##### SUPPLIED INFORMATION #####

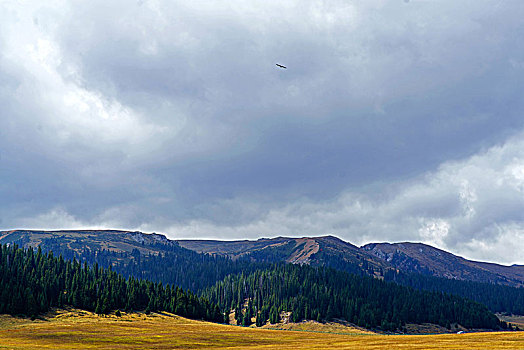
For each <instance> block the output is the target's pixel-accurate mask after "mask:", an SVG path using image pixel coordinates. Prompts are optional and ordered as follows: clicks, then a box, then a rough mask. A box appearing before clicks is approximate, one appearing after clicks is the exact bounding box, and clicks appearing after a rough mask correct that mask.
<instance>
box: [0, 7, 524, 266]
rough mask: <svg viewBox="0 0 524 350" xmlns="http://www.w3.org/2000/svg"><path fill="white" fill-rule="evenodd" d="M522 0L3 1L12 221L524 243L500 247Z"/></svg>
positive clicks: (6, 160)
mask: <svg viewBox="0 0 524 350" xmlns="http://www.w3.org/2000/svg"><path fill="white" fill-rule="evenodd" d="M523 12H524V6H522V5H520V2H507V3H496V2H480V3H479V2H478V1H470V2H467V1H466V2H451V1H450V2H438V3H437V2H425V1H410V2H402V1H398V2H397V1H390V2H370V1H362V2H351V3H348V2H343V1H341V2H337V1H327V2H293V1H285V2H281V3H278V4H277V3H275V4H268V3H267V2H250V3H245V2H229V3H216V2H208V3H203V2H198V3H196V2H189V3H187V2H163V1H143V2H137V3H132V2H127V1H126V2H110V3H107V2H102V1H91V2H83V3H82V2H80V3H75V2H67V1H63V2H62V1H57V2H51V3H46V4H45V5H41V4H39V3H37V2H35V3H34V4H31V3H29V2H27V3H24V4H19V3H17V2H6V3H3V4H2V5H0V19H2V23H3V26H2V29H1V30H0V48H1V49H2V55H1V57H0V79H1V82H2V85H1V87H0V103H1V104H2V106H3V108H2V109H1V110H0V179H1V185H0V190H1V192H0V193H1V195H2V198H3V199H4V200H3V202H2V204H1V205H0V214H1V219H2V221H1V222H0V224H1V225H2V227H4V228H13V227H22V226H31V227H38V228H51V227H61V228H65V227H66V226H68V227H72V226H75V227H78V226H83V227H93V226H103V227H117V228H118V227H123V228H138V229H144V230H146V229H147V230H153V231H160V232H162V231H163V232H166V233H168V234H169V235H170V236H171V237H177V236H185V237H188V236H191V235H196V236H198V235H201V236H206V237H222V238H245V237H250V238H255V237H258V236H260V235H265V236H273V235H283V234H288V235H305V234H308V235H311V234H326V233H336V234H338V235H339V236H341V237H342V238H345V239H348V240H351V241H354V242H355V243H364V242H367V241H371V240H408V239H411V240H423V241H427V242H431V243H433V244H437V245H439V246H441V247H444V248H448V249H452V250H454V251H456V252H463V253H464V254H469V255H470V256H472V257H478V258H481V257H482V258H487V257H488V256H489V255H490V254H491V256H492V259H499V261H507V262H510V261H517V260H518V259H519V258H520V257H519V256H518V253H515V254H513V255H504V254H502V250H501V247H502V246H503V245H504V244H505V243H504V242H506V241H505V239H507V237H510V236H511V235H513V236H514V235H522V229H521V227H522V224H524V218H522V217H521V214H520V213H521V212H523V211H522V209H523V206H524V203H522V200H521V190H522V188H521V187H519V186H522V185H519V184H520V182H519V181H521V180H522V178H524V177H519V176H521V175H519V174H520V173H519V171H520V170H518V169H520V168H519V166H520V165H519V164H520V163H519V161H520V160H521V159H522V157H521V156H522V155H521V151H520V148H519V147H520V145H521V144H520V142H519V137H518V135H520V134H521V132H522V129H523V128H524V125H523V122H524V119H523V118H522V112H523V110H524V105H523V104H524V102H523V101H522V99H521V96H520V91H521V86H522V81H524V57H523V54H522V52H524V47H523V45H524V44H523V43H522V41H521V40H520V38H521V37H522V36H523V35H524V33H523V31H524V29H523V28H522V26H521V18H522V16H523V15H524V13H523ZM275 63H281V64H284V65H285V66H287V67H288V69H286V70H283V69H279V68H278V67H276V66H275ZM515 135H517V136H515ZM494 159H502V161H495V160H494ZM479 164H483V165H479ZM482 169H484V170H482ZM486 169H487V170H486ZM511 169H513V170H511ZM515 169H516V170H515ZM488 170H489V171H488ZM484 173H486V174H490V175H491V176H486V174H484ZM504 174H506V175H507V176H506V175H504ZM508 174H509V175H508ZM503 175H504V176H503ZM501 178H502V180H501ZM497 181H498V182H497ZM500 181H502V182H501V183H500ZM495 202H496V203H497V205H496V208H492V207H493V203H495ZM501 203H502V204H501ZM490 246H491V247H493V249H491V248H489V247H490ZM486 247H488V248H486ZM521 248H522V247H521ZM490 249H491V250H490ZM520 259H521V258H520Z"/></svg>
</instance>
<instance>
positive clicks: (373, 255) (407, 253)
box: [0, 230, 524, 287]
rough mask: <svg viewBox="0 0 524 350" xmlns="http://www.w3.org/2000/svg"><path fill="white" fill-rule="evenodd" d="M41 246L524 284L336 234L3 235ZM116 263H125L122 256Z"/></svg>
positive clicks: (520, 266) (452, 256) (77, 230)
mask: <svg viewBox="0 0 524 350" xmlns="http://www.w3.org/2000/svg"><path fill="white" fill-rule="evenodd" d="M3 243H17V244H18V245H20V246H23V247H37V246H40V247H41V248H42V249H43V250H45V251H48V250H52V251H54V252H55V253H56V254H58V253H61V254H65V255H68V254H69V255H70V254H71V253H73V252H74V253H77V255H79V256H85V255H88V254H94V253H95V252H98V251H101V250H105V251H107V252H112V253H128V254H131V253H133V251H134V252H135V254H136V251H138V252H140V254H141V255H142V256H144V255H149V254H151V255H158V254H159V253H163V254H164V253H166V252H172V251H174V250H176V251H177V253H179V254H180V252H181V251H180V248H186V249H189V250H192V251H195V252H197V253H206V254H210V255H215V256H223V257H229V258H231V259H233V260H241V259H247V260H249V261H256V262H266V263H267V262H269V263H272V262H287V263H293V264H307V265H311V266H331V267H334V268H337V269H340V270H345V271H349V272H354V273H364V274H368V275H375V276H382V275H384V274H385V273H387V272H388V271H390V270H398V271H401V272H404V273H418V274H425V275H429V276H435V277H443V278H448V279H457V280H465V281H475V282H489V283H500V284H505V285H509V286H516V287H519V286H524V266H523V265H513V266H504V265H499V264H493V263H488V262H478V261H471V260H467V259H464V258H462V257H459V256H456V255H453V254H451V253H449V252H446V251H443V250H441V249H437V248H435V247H432V246H429V245H426V244H421V243H410V242H404V243H394V244H390V243H371V244H367V245H364V246H363V247H360V248H359V247H357V246H355V245H353V244H351V243H349V242H345V241H343V240H341V239H339V238H337V237H333V236H321V237H302V238H287V237H277V238H262V239H258V240H242V241H218V240H170V239H168V238H166V236H164V235H161V234H155V233H152V234H146V233H142V232H136V231H117V230H67V231H33V230H12V231H0V244H3ZM112 259H114V260H122V258H121V257H118V255H117V254H114V255H113V257H112Z"/></svg>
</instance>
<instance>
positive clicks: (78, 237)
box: [0, 230, 176, 254]
mask: <svg viewBox="0 0 524 350" xmlns="http://www.w3.org/2000/svg"><path fill="white" fill-rule="evenodd" d="M6 243H9V244H12V243H16V244H18V245H20V246H23V247H25V248H27V247H33V248H35V247H37V246H42V248H45V249H46V250H54V251H63V250H64V249H67V250H73V251H76V252H77V253H81V252H82V251H84V250H89V251H91V252H94V251H98V250H102V249H104V250H109V251H113V252H128V253H130V252H132V251H133V249H138V250H139V251H140V253H142V254H149V253H151V254H158V252H159V251H162V250H163V248H164V247H168V246H171V245H175V244H176V243H175V242H173V241H171V240H169V239H167V238H166V236H164V235H160V234H156V233H151V234H147V233H142V232H137V231H134V232H132V231H118V230H64V231H34V230H12V231H0V244H6Z"/></svg>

#####

▶ [WHAT NEEDS TO BE DONE]: After removing each picture, print the entries above exactly as they were.

▶ [RESULT OF THIS EXERCISE]:
For each <instance> block the output is the target's pixel-accurate mask after "mask:", an SVG path using image pixel coordinates. Prompts are optional and ordered as follows: clicks, then a box, then a rough mask. A box appearing before clicks is approximate, one appearing after clicks is the exact bounding box, and clicks appearing after a rough mask correct that mask.
<instance>
box: [0, 7, 524, 266]
rough mask: <svg viewBox="0 0 524 350" xmlns="http://www.w3.org/2000/svg"><path fill="white" fill-rule="evenodd" d="M522 0L3 1L12 221L524 243L500 247Z"/></svg>
positive clicks: (6, 160)
mask: <svg viewBox="0 0 524 350" xmlns="http://www.w3.org/2000/svg"><path fill="white" fill-rule="evenodd" d="M523 12H524V6H522V5H520V2H507V3H496V2H480V3H479V2H478V1H470V2H467V1H466V2H451V1H450V2H438V3H437V2H425V1H410V2H402V1H398V2H397V1H390V2H370V1H362V2H351V3H348V2H343V1H341V2H337V1H327V2H293V1H285V2H281V3H278V4H277V3H275V4H268V3H267V2H250V3H245V2H229V3H216V2H208V3H203V2H198V3H196V2H189V3H187V2H163V1H143V2H137V3H132V2H127V1H126V2H110V3H107V2H102V1H91V2H83V3H82V2H80V3H75V2H67V1H63V2H62V1H57V2H51V3H46V4H45V5H41V4H39V3H37V2H35V3H34V4H31V3H29V2H27V3H24V4H19V3H17V2H6V3H3V4H2V5H0V19H2V23H3V26H2V29H1V30H0V48H1V49H2V55H1V57H0V79H1V82H2V85H1V87H0V103H1V104H2V106H3V108H2V109H1V110H0V179H1V185H0V190H1V192H0V193H1V195H2V198H3V199H4V200H3V202H2V204H1V205H0V214H1V219H2V221H1V222H0V224H1V225H2V227H4V228H13V227H22V226H31V227H38V228H51V227H61V228H65V227H66V226H68V227H72V226H75V227H78V226H83V227H93V226H103V227H117V228H118V227H123V228H138V229H144V230H146V229H147V230H153V231H160V232H162V231H163V232H166V233H168V234H169V235H170V236H171V237H177V236H185V237H188V236H191V235H196V236H198V235H201V236H206V237H222V238H245V237H250V238H255V237H258V236H260V235H265V236H273V235H283V234H288V235H305V234H308V235H311V234H326V233H336V234H338V235H339V236H341V237H342V238H345V239H348V240H351V241H354V242H355V243H364V242H367V241H371V240H408V239H411V240H423V241H427V242H431V243H433V244H437V245H439V246H441V247H444V248H448V249H452V250H454V251H456V252H463V253H464V254H469V255H470V256H472V257H478V258H481V257H482V258H487V257H488V256H489V255H490V254H491V256H492V259H499V261H507V262H510V261H517V260H518V259H519V258H520V257H519V256H518V253H515V254H513V255H504V254H502V250H501V247H502V246H503V245H504V244H505V243H504V242H506V241H505V239H507V237H510V236H511V235H513V236H514V235H522V229H521V227H522V224H524V218H522V217H521V214H520V213H521V212H523V211H522V209H523V206H524V203H522V200H521V190H522V188H521V187H519V186H522V185H519V184H520V182H519V181H521V180H522V178H524V177H519V176H521V175H519V174H520V173H519V171H520V170H518V169H520V168H519V166H520V165H519V164H520V163H519V161H520V160H521V159H522V157H521V156H522V155H521V151H520V148H519V147H520V145H521V144H520V142H519V137H518V135H520V134H521V132H522V129H523V128H524V125H523V122H524V119H523V118H522V112H523V110H524V105H523V104H524V102H523V101H522V99H521V96H520V91H521V86H522V81H524V57H523V54H522V52H524V47H523V45H524V44H523V43H522V41H521V40H520V38H521V37H522V36H523V35H524V33H523V31H524V29H523V28H522V26H521V18H522V16H523V15H524V13H523ZM275 63H281V64H284V65H285V66H287V67H288V69H286V70H283V69H279V68H278V67H276V66H275ZM515 135H517V136H515ZM494 159H502V161H495V160H494ZM479 164H483V165H479ZM482 169H484V170H482ZM486 169H487V170H486ZM511 169H513V170H511ZM515 169H516V170H515ZM488 170H489V171H488ZM484 173H486V174H490V175H491V176H486V174H484ZM504 174H506V175H507V176H506V175H504ZM508 174H509V175H508ZM503 175H504V176H503ZM501 178H502V180H501ZM497 181H498V182H497ZM500 181H502V182H501V183H500ZM495 202H496V203H497V205H496V208H492V207H493V203H495ZM501 203H502V204H501ZM490 246H491V247H493V249H491V248H489V247H490ZM486 247H488V248H486ZM521 248H522V247H521ZM490 249H491V250H490ZM520 259H521V258H520Z"/></svg>
</instance>
<instance>
positive clicks: (373, 255) (407, 253)
box: [0, 230, 524, 287]
rough mask: <svg viewBox="0 0 524 350" xmlns="http://www.w3.org/2000/svg"><path fill="white" fill-rule="evenodd" d="M41 246L524 284L336 234L3 235ZM116 263H125L122 256Z"/></svg>
positive clicks: (520, 266) (452, 256) (77, 230)
mask: <svg viewBox="0 0 524 350" xmlns="http://www.w3.org/2000/svg"><path fill="white" fill-rule="evenodd" d="M3 243H17V244H18V245H20V246H23V247H37V246H40V247H41V248H42V249H43V250H45V251H48V250H52V251H54V252H55V253H56V254H58V253H61V254H65V255H68V254H69V255H70V254H71V253H73V252H74V253H77V255H79V256H85V255H88V254H94V253H95V252H98V251H101V250H105V251H107V252H112V253H128V254H131V253H133V251H134V252H135V254H136V251H138V252H140V254H141V255H142V256H144V255H149V254H151V255H158V254H159V253H163V254H164V253H166V252H172V251H174V250H176V251H177V253H179V254H180V252H181V251H180V248H186V249H189V250H192V251H195V252H197V253H206V254H210V255H215V256H223V257H229V258H231V259H233V260H241V259H247V260H249V261H256V262H266V263H267V262H269V263H272V262H287V263H293V264H307V265H311V266H331V267H334V268H337V269H340V270H345V271H349V272H354V273H364V274H368V275H375V276H382V275H384V274H385V273H387V272H388V271H390V270H398V271H401V272H404V273H418V274H425V275H429V276H435V277H443V278H448V279H457V280H465V281H475V282H489V283H500V284H505V285H509V286H516V287H519V286H524V266H523V265H513V266H504V265H499V264H493V263H488V262H478V261H471V260H467V259H464V258H462V257H459V256H456V255H453V254H451V253H449V252H446V251H443V250H441V249H437V248H435V247H432V246H429V245H426V244H421V243H410V242H404V243H394V244H390V243H371V244H367V245H364V246H363V247H360V248H359V247H357V246H355V245H353V244H351V243H349V242H345V241H343V240H341V239H339V238H337V237H333V236H321V237H302V238H287V237H277V238H262V239H258V240H242V241H218V240H170V239H168V238H166V236H164V235H161V234H155V233H152V234H146V233H142V232H136V231H117V230H67V231H33V230H12V231H0V244H3ZM112 259H114V260H122V258H121V257H118V255H117V254H114V255H113V257H112Z"/></svg>
</instance>
<instance>
positive clicks: (78, 237)
box: [0, 230, 176, 254]
mask: <svg viewBox="0 0 524 350" xmlns="http://www.w3.org/2000/svg"><path fill="white" fill-rule="evenodd" d="M6 243H9V244H12V243H16V244H18V245H20V246H23V247H25V248H27V247H33V248H35V247H37V246H42V248H45V249H46V250H54V251H63V250H64V249H67V250H73V251H76V252H77V253H81V252H82V251H84V250H89V251H91V252H94V251H98V250H102V249H104V250H109V251H113V252H128V253H130V252H132V251H133V249H138V250H139V251H140V253H142V254H149V253H151V254H158V252H159V251H162V250H163V248H164V247H168V246H171V245H175V244H176V243H175V242H173V241H171V240H169V239H167V238H166V236H164V235H160V234H156V233H151V234H147V233H142V232H137V231H134V232H132V231H118V230H64V231H34V230H12V231H0V244H6Z"/></svg>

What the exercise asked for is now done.